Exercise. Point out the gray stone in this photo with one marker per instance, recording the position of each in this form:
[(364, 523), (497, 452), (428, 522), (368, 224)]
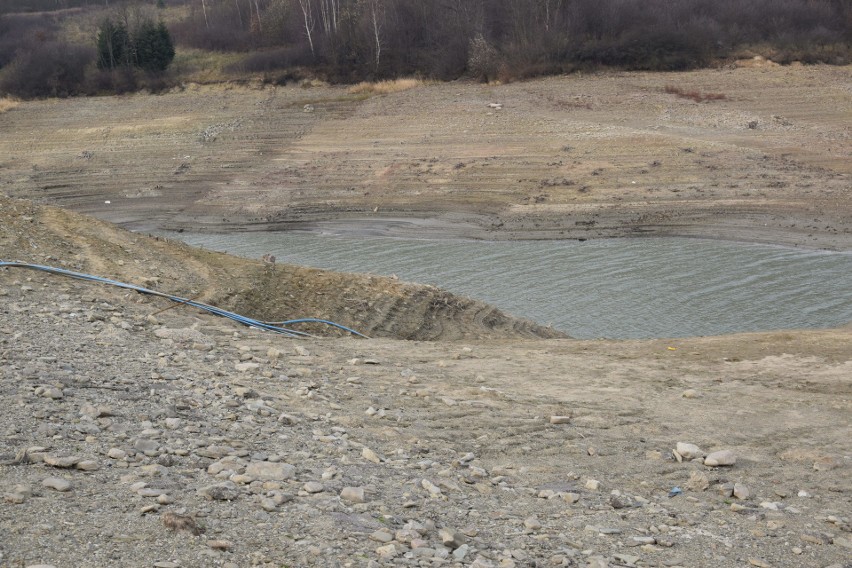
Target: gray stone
[(226, 491), (61, 461), (57, 483), (688, 451), (741, 491), (720, 458), (451, 539), (353, 495), (268, 471)]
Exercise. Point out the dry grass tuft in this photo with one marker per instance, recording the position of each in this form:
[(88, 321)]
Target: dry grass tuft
[(7, 104), (696, 96), (385, 87)]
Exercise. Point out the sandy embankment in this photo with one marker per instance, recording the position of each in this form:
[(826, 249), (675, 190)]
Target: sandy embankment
[(567, 157)]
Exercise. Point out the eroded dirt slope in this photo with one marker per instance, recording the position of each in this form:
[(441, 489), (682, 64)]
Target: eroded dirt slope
[(373, 305), (581, 156)]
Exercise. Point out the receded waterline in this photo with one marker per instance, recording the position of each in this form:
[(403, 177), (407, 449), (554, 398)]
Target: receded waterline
[(614, 288)]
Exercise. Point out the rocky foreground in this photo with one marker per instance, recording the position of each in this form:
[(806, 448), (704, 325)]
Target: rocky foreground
[(133, 436)]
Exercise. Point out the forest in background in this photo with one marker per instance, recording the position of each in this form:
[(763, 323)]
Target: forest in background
[(50, 47)]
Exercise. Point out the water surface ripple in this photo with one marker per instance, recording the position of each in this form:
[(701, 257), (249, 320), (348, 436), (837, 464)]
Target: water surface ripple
[(617, 288)]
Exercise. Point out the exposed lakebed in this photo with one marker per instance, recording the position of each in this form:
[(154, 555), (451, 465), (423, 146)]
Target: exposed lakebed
[(617, 288)]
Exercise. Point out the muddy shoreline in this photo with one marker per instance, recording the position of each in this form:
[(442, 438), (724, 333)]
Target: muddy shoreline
[(606, 155)]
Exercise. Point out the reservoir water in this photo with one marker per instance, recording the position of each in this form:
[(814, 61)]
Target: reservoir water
[(616, 288)]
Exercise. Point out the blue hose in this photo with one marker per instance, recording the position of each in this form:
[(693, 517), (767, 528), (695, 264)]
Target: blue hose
[(276, 327)]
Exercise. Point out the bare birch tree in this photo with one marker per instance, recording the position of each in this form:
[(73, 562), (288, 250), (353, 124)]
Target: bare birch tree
[(308, 13)]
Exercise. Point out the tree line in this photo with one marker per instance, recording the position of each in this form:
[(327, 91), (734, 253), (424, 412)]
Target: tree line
[(355, 40), (360, 39)]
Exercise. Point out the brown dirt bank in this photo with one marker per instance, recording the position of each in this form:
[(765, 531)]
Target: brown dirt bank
[(279, 452), (589, 156), (373, 305)]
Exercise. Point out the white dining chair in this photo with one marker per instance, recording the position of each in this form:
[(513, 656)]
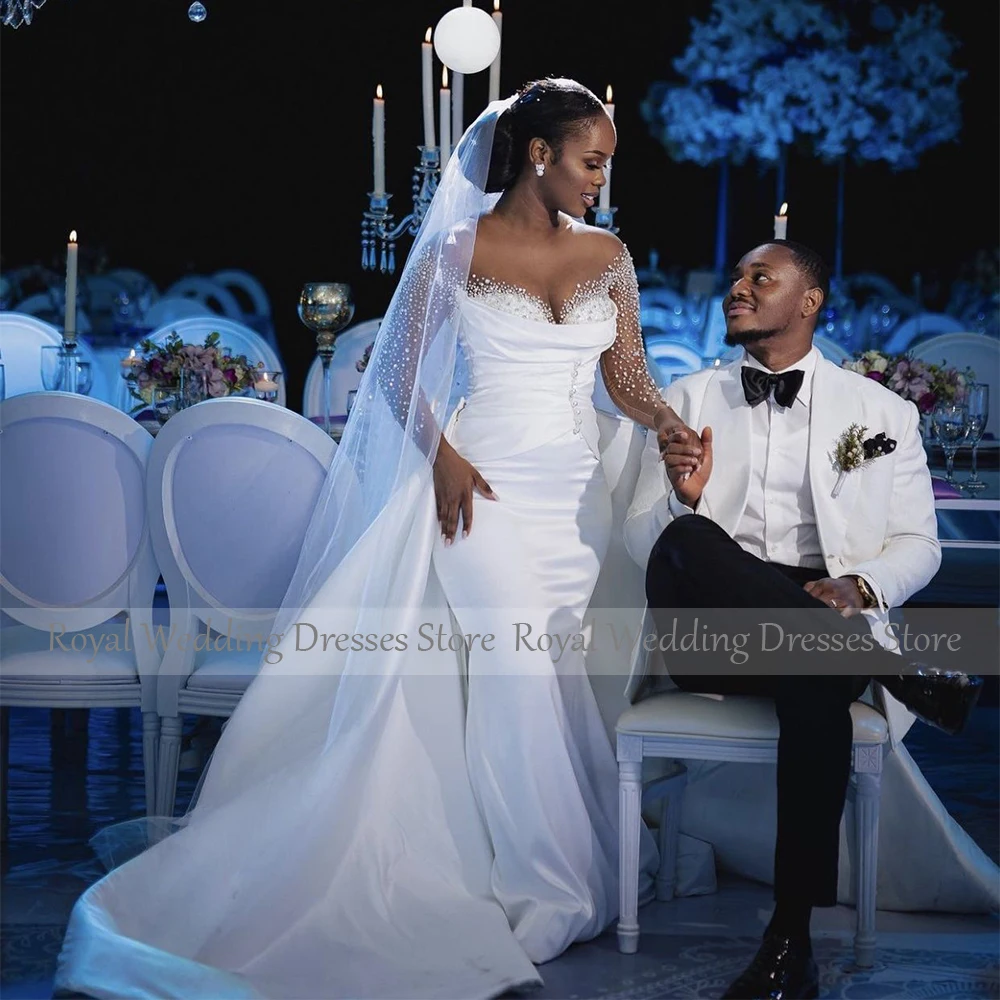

***

■ Exercise goal ■
With the pictures omitted, give every line above again exactly.

■ Written solution ■
Exercise. Point out the gray stone in this photo with one marker per instance, recording the position of each in this form:
[(364, 523), (497, 452), (428, 522), (368, 224)]
Target: gray stone
[(226, 491), (61, 461), (57, 483), (688, 451), (741, 491), (720, 458), (451, 539), (353, 495), (268, 471)]
Exercise. Point out the dry grass tuft in this photo with one marker per instance, recording the position of each in this form:
[(88, 321)]
Target: dry grass tuft
[(7, 104), (696, 96), (385, 87)]
Exercise. Point out the sandy embankment in this photo with one marker per instance, recording the position of each in this form:
[(826, 249), (675, 190)]
Target: sandy embankment
[(567, 157)]
Exercise. Point out the eroded dirt slope in this photo with one marker per instance, recording the position of each in this form:
[(441, 489), (682, 64)]
Target: eroded dirt slope
[(373, 305), (581, 156)]
Exercise. Point out the receded waterline in this photo with one marker per instance, recording the position of each in this form:
[(403, 177), (407, 449), (554, 398)]
Target: receded waterline
[(614, 288)]
Exercise. Point out the rocky foreground in this photo with one marker per instance, recording the position of each in this form:
[(806, 448), (704, 325)]
Target: rocky foreground
[(133, 436)]
Exercise. Point out the forest in background in this photo with one marker per instance, recording the position of each in this form:
[(763, 323)]
Target: forest in background
[(50, 47)]
Exercise. Point out the water surface ripple in this photo with one marker per instance, recording the position of each in this form:
[(701, 257), (249, 320), (348, 436), (837, 464)]
Target: water surface ripple
[(617, 288)]
Exercise. Point out the exposed lakebed in this photo with one marker per instance, recording the position of each in this form:
[(154, 555), (451, 465), (423, 146)]
Target: exposed lakebed
[(617, 288)]
Exercise. Point out the muddy shoreline in this photo with one marker per instance, recording the position of each in this form:
[(442, 438), (724, 333)]
Target: muddy shoreline
[(606, 155)]
Exercise. Point out the reservoir water in this photo with one marker per instance, recording the position of each in this form:
[(814, 61)]
Target: reservoir water
[(616, 288)]
Exercise. Point out the blue hose in this photo with one marker per instance, recording the position of each in this form:
[(693, 517), (767, 528), (695, 264)]
Target: blue hose
[(276, 327)]
Exercise. Point out the bare birch tree in this photo with one marker per instance, recording the position of each in this form:
[(73, 562), (288, 250), (353, 124)]
Target: bare birch tree
[(308, 13)]
Exercise. Point out the tree line in this photo with one marker per instance, recording the position of each in this form:
[(327, 91), (734, 253), (424, 412)]
Target: tree line
[(355, 40), (360, 39)]
Exercise. Point out the brown dirt bank in this photo with one marker per instance, recording the position of each in this form:
[(765, 531)]
Target: brown dirt bank
[(279, 452), (589, 156), (373, 305)]
Exercise. Point out the white dining chair in this photo with one marker per instance, recording the position of each in this form:
[(513, 656)]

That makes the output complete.